_Instructions for the task:_
Extract each line from the data below that contains the word "Where". Case counts.

_Material for this task:_
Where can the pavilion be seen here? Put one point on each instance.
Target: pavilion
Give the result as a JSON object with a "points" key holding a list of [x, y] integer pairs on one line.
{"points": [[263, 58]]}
...
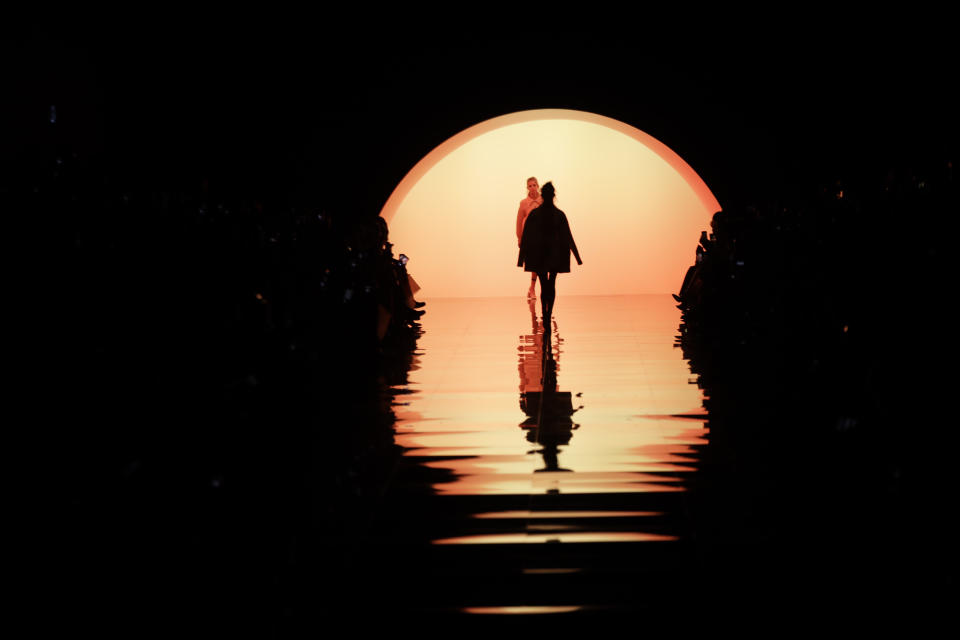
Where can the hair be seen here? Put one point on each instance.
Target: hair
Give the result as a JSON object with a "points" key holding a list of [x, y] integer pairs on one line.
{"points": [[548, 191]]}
* * *
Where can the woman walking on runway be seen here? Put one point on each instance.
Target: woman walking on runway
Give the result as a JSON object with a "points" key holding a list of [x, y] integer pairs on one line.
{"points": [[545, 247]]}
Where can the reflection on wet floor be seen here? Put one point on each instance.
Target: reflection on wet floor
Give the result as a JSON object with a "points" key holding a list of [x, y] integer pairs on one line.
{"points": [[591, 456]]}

_Complete output:_
Where can the pavilion be seen here? Put one point on each instance.
Where can the hair be seen here? Put one point on each instance.
Where can the woman walking on runway be seen here? Put one point on each instance.
Where can the reflection on wet floor be seen here? Put one point on each instance.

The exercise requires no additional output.